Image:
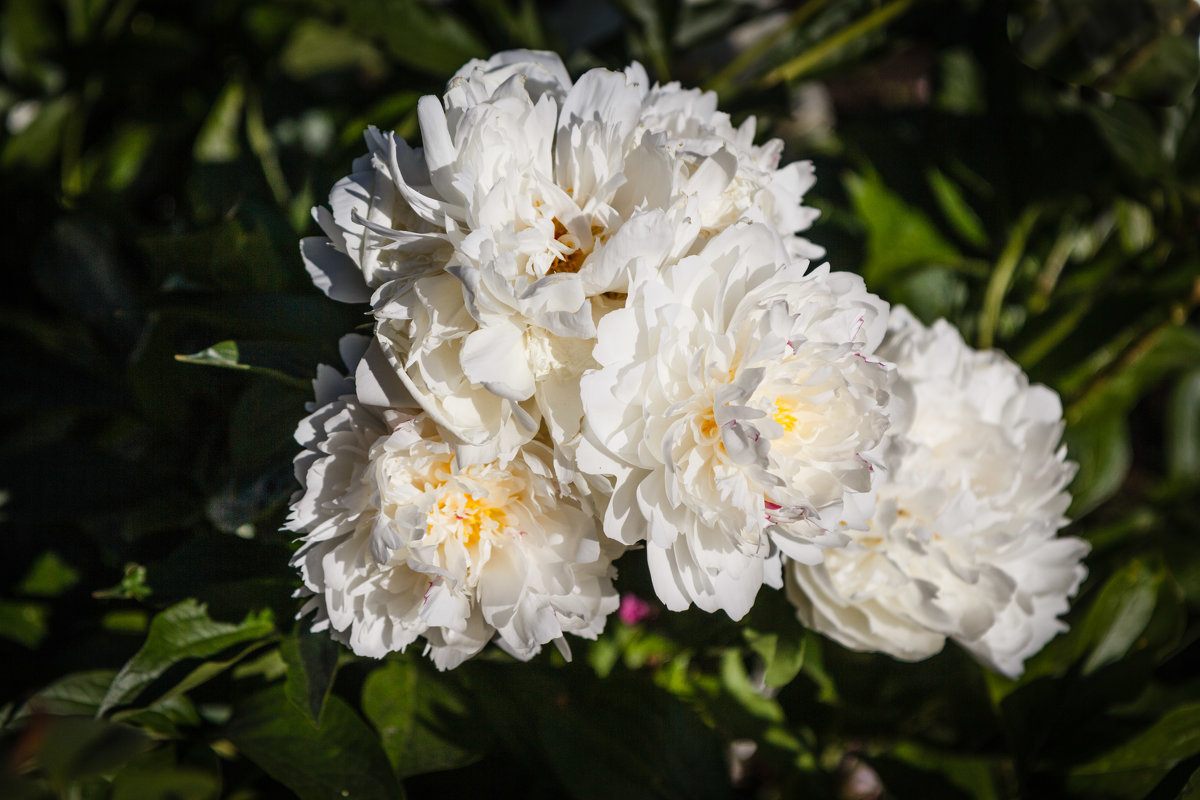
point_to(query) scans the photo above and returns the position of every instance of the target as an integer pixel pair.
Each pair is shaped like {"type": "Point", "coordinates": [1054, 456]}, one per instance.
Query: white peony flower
{"type": "Point", "coordinates": [491, 253]}
{"type": "Point", "coordinates": [401, 541]}
{"type": "Point", "coordinates": [963, 541]}
{"type": "Point", "coordinates": [738, 409]}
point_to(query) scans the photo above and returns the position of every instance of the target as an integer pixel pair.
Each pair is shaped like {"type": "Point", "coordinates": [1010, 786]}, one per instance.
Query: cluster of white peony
{"type": "Point", "coordinates": [597, 326]}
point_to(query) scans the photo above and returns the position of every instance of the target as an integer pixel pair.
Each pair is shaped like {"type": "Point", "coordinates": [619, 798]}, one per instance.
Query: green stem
{"type": "Point", "coordinates": [1002, 276]}
{"type": "Point", "coordinates": [821, 50]}
{"type": "Point", "coordinates": [721, 80]}
{"type": "Point", "coordinates": [264, 148]}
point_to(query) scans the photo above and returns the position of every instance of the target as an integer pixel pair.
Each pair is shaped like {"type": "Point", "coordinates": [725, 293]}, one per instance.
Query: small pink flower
{"type": "Point", "coordinates": [634, 609]}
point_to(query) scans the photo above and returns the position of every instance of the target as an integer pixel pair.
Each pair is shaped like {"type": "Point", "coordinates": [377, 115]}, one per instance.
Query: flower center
{"type": "Point", "coordinates": [573, 262]}
{"type": "Point", "coordinates": [785, 414]}
{"type": "Point", "coordinates": [466, 516]}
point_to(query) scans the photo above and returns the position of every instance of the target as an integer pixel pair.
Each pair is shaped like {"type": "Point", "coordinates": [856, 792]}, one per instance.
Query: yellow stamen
{"type": "Point", "coordinates": [785, 414]}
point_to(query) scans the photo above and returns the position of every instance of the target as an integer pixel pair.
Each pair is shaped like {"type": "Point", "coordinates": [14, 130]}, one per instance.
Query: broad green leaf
{"type": "Point", "coordinates": [1183, 431]}
{"type": "Point", "coordinates": [159, 779]}
{"type": "Point", "coordinates": [79, 693]}
{"type": "Point", "coordinates": [1134, 768]}
{"type": "Point", "coordinates": [639, 741]}
{"type": "Point", "coordinates": [1101, 447]}
{"type": "Point", "coordinates": [49, 576]}
{"type": "Point", "coordinates": [1192, 788]}
{"type": "Point", "coordinates": [339, 759]}
{"type": "Point", "coordinates": [36, 145]}
{"type": "Point", "coordinates": [312, 662]}
{"type": "Point", "coordinates": [739, 684]}
{"type": "Point", "coordinates": [273, 359]}
{"type": "Point", "coordinates": [1131, 132]}
{"type": "Point", "coordinates": [898, 235]}
{"type": "Point", "coordinates": [181, 632]}
{"type": "Point", "coordinates": [316, 48]}
{"type": "Point", "coordinates": [414, 713]}
{"type": "Point", "coordinates": [418, 34]}
{"type": "Point", "coordinates": [219, 139]}
{"type": "Point", "coordinates": [77, 746]}
{"type": "Point", "coordinates": [165, 719]}
{"type": "Point", "coordinates": [1120, 614]}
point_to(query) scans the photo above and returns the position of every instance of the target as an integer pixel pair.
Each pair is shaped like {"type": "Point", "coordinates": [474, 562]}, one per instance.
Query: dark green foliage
{"type": "Point", "coordinates": [160, 160]}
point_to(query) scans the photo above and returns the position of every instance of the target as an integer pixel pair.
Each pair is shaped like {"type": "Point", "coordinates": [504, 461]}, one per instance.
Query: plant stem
{"type": "Point", "coordinates": [721, 80]}
{"type": "Point", "coordinates": [1002, 276]}
{"type": "Point", "coordinates": [819, 52]}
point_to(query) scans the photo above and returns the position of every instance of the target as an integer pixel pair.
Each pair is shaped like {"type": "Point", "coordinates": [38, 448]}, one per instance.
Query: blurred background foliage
{"type": "Point", "coordinates": [160, 160]}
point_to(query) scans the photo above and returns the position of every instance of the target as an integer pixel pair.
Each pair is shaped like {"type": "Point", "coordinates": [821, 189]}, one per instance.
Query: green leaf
{"type": "Point", "coordinates": [1101, 446]}
{"type": "Point", "coordinates": [156, 776]}
{"type": "Point", "coordinates": [414, 713]}
{"type": "Point", "coordinates": [1138, 765]}
{"type": "Point", "coordinates": [316, 48]}
{"type": "Point", "coordinates": [1191, 791]}
{"type": "Point", "coordinates": [750, 696]}
{"type": "Point", "coordinates": [181, 632]}
{"type": "Point", "coordinates": [1183, 431]}
{"type": "Point", "coordinates": [49, 576]}
{"type": "Point", "coordinates": [217, 140]}
{"type": "Point", "coordinates": [955, 208]}
{"type": "Point", "coordinates": [339, 759]}
{"type": "Point", "coordinates": [76, 746]}
{"type": "Point", "coordinates": [418, 34]}
{"type": "Point", "coordinates": [898, 235]}
{"type": "Point", "coordinates": [24, 623]}
{"type": "Point", "coordinates": [783, 654]}
{"type": "Point", "coordinates": [639, 741]}
{"type": "Point", "coordinates": [1120, 614]}
{"type": "Point", "coordinates": [132, 587]}
{"type": "Point", "coordinates": [1133, 137]}
{"type": "Point", "coordinates": [274, 359]}
{"type": "Point", "coordinates": [312, 662]}
{"type": "Point", "coordinates": [79, 693]}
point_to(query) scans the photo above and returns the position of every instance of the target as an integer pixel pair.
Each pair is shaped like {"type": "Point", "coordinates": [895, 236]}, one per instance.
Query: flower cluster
{"type": "Point", "coordinates": [597, 326]}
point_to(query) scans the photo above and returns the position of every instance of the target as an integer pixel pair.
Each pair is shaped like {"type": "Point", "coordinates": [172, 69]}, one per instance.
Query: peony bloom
{"type": "Point", "coordinates": [491, 253]}
{"type": "Point", "coordinates": [963, 541]}
{"type": "Point", "coordinates": [738, 408]}
{"type": "Point", "coordinates": [401, 541]}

◆ **Problem statement**
How many lines in the records contain the word "green"? Reply with the number alone.

◆ **Task result**
4